--- start Document section ---
This is a collection of some of the very best writing about food of the last hundred years, edited and introduced by Clarissa Dickson Wright. I’m a big fan of Clarissa – you can read the biography I wrote about her a while back.
It’s one of my all time favourite foodie books and is perfect for dipping into from time to time for a bit of education and entertainment. I’d meant to write about this book before, but somehow never got around to it. And there I was again dipping into it today when I found this irresistible snippet written by George Lassalle on the subject of the truly awful canapés one finds at many official functions.
I well remember (when I was working at a foreign embassy in London in the late 1940s) a reception at which a famous caterer had excelled himself with his piping bag and in the construction of every known shape in aspic geometry. Unfortunately, so crowded was the scene that very few people could, without drawing unwelcome attention to themselves, partake of the jewelled morsels. Also, a great deal of the food was cunningly placed as to be quite out of reach. When I pointed this out to a waiter (supplied by the caterer) he gave me a solemn wink such as one expects to see on the impassive face of a hired mourner at a Connemara funeral, and said, “It’s all in the game, sir.” I was was too busy then to take the matter further, but later, when all the guests had left and the fragments (of which there were considerably more than twelve baskets) had been packed up and taken away, it occurred to me that a study of the migratory habits of canapé in diplomatic circles might be of some interest. On a subsequent occasion, therefore, I conspired with friends to mark a number of canapé with golf tees, embedding them deep in the aspic so they appeared to be part of the decoration. These peregrinating canapé were later sighted at various receptions around London, and for a week or two provided an “in” joke which relieved the tedium of these pointless functions.
--- end Document section ---
Requirement a ▸ In the listing, swap "forest" for "woodland" in the lines starting with the line with "If you could tag every instance of the bright" and going on through the line with "point(359, 303)", and leave everything else in those lines as it is.
--- start Data supplied ---
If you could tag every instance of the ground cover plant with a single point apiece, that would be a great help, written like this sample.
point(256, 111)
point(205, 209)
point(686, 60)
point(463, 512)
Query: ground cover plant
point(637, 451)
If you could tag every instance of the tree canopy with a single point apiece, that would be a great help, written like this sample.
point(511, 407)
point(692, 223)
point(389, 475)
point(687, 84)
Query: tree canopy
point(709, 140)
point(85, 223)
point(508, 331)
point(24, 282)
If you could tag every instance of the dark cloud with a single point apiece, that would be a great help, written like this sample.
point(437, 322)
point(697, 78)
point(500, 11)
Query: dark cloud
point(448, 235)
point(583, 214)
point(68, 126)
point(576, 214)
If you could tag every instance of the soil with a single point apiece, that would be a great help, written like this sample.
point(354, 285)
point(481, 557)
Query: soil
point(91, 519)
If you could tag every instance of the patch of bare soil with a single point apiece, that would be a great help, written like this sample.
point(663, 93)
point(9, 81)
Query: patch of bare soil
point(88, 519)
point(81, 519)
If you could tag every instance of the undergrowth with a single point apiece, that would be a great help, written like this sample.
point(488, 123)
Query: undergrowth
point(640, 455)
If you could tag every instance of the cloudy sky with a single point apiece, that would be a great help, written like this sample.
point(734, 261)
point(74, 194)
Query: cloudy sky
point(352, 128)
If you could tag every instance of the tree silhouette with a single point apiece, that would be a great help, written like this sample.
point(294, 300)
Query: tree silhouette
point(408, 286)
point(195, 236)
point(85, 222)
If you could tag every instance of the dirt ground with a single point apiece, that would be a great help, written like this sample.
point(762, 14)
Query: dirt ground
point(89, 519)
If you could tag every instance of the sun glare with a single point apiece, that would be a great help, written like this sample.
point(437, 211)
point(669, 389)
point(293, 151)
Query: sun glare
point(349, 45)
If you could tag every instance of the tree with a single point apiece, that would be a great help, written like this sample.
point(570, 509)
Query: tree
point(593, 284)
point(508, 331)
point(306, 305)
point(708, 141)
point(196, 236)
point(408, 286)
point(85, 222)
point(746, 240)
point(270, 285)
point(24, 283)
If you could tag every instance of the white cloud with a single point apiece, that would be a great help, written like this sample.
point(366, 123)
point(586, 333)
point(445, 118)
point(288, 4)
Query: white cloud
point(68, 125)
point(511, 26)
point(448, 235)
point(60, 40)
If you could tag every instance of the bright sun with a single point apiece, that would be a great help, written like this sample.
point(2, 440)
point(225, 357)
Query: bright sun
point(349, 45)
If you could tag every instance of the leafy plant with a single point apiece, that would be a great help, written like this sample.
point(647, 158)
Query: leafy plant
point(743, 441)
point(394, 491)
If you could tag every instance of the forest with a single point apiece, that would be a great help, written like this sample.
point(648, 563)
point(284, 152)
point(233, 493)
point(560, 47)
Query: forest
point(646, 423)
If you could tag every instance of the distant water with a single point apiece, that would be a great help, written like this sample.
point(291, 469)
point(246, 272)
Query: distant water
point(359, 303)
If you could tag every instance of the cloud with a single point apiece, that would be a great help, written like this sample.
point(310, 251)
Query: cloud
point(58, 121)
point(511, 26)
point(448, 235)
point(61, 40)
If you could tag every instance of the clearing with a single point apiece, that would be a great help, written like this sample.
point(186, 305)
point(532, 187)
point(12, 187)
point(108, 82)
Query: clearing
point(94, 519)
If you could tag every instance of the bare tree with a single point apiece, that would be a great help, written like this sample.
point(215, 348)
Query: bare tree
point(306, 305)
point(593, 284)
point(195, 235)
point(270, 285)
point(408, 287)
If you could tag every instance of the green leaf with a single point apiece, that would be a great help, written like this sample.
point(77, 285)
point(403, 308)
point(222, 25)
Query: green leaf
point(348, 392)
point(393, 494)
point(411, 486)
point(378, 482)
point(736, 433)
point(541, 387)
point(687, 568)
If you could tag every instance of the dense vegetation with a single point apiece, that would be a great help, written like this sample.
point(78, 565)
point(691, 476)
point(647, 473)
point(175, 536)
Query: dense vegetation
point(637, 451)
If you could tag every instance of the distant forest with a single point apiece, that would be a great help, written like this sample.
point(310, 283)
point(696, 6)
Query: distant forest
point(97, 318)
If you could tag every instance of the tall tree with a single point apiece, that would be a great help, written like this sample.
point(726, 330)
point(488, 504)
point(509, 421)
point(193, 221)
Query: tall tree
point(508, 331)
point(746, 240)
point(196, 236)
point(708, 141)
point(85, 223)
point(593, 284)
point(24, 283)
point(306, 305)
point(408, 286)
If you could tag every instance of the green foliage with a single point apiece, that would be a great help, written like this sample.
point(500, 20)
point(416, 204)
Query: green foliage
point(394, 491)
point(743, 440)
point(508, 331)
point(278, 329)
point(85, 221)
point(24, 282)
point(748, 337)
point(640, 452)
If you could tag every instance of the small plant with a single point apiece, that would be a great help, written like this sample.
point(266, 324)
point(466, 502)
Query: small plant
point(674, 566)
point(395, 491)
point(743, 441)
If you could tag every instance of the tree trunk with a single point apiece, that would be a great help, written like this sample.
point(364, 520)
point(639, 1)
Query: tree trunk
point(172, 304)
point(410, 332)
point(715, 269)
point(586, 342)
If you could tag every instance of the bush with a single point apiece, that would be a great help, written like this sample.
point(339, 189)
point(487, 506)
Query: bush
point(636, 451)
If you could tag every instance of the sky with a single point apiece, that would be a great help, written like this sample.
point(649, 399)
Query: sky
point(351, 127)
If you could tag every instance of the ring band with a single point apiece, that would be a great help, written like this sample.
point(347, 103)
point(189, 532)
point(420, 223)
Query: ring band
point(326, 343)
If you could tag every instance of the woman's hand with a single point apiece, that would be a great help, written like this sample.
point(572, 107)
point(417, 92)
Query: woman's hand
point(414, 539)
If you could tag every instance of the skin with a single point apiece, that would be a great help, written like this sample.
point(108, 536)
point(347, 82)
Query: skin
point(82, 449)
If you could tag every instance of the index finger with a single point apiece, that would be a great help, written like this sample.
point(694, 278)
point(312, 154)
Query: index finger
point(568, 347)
--- end Data supplied ---
--- start Data supplied ---
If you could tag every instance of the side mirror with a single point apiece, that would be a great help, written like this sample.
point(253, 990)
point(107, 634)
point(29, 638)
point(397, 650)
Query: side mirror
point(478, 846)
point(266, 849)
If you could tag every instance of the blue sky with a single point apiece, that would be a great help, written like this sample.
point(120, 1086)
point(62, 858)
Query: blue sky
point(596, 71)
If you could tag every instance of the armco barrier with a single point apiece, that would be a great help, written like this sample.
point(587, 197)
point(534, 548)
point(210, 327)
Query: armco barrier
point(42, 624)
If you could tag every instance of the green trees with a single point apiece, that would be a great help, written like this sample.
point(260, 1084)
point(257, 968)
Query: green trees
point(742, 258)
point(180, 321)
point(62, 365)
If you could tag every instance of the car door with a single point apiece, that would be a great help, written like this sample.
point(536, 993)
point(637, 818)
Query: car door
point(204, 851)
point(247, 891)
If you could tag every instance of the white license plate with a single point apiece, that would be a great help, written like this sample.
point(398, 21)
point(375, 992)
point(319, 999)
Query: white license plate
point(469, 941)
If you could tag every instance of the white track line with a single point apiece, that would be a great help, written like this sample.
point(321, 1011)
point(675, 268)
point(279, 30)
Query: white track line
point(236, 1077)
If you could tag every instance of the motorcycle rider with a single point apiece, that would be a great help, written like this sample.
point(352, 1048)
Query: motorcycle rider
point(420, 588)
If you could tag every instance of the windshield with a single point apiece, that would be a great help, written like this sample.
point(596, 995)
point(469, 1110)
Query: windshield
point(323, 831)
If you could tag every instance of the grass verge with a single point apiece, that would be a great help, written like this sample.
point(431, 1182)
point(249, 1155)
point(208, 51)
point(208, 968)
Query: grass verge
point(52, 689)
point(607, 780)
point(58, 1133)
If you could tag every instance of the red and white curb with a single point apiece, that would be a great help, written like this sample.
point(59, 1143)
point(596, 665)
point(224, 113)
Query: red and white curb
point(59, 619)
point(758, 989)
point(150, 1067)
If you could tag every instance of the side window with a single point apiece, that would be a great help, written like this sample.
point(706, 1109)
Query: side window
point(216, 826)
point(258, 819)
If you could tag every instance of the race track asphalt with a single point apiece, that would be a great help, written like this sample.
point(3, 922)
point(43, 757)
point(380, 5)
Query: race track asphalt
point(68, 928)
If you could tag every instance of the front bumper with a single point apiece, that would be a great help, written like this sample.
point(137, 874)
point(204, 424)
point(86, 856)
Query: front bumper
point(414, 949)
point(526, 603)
--- end Data supplied ---
Requirement b ▸ Write out, word for word, the passage of the post about the food writing collection starting with "This is a collection" and going on through "a while back.".

Worked answer a ▸
If you could tag every instance of the bright sun with a single point apiece, that would be a great help, written like this sample.
point(2, 440)
point(225, 357)
Query: bright sun
point(349, 45)
If you could tag every instance of the leafy plant with a single point apiece, that would be a great help, written like this sample.
point(647, 158)
Query: leafy plant
point(743, 441)
point(394, 491)
If you could tag every instance of the woodland with a single point apiece, that would be a great help, written like this sample.
point(648, 563)
point(284, 152)
point(233, 493)
point(560, 47)
Query: woodland
point(646, 423)
If you could tag every instance of the distant water with a single point apiece, that would be a great help, written like this sample.
point(291, 469)
point(246, 272)
Query: distant water
point(359, 303)

Worked answer b ▸
This is a collection of some of the very best writing about food of the last hundred years, edited and introduced by Clarissa Dickson Wright. I’m a big fan of Clarissa – you can read the biography I wrote about her a while back.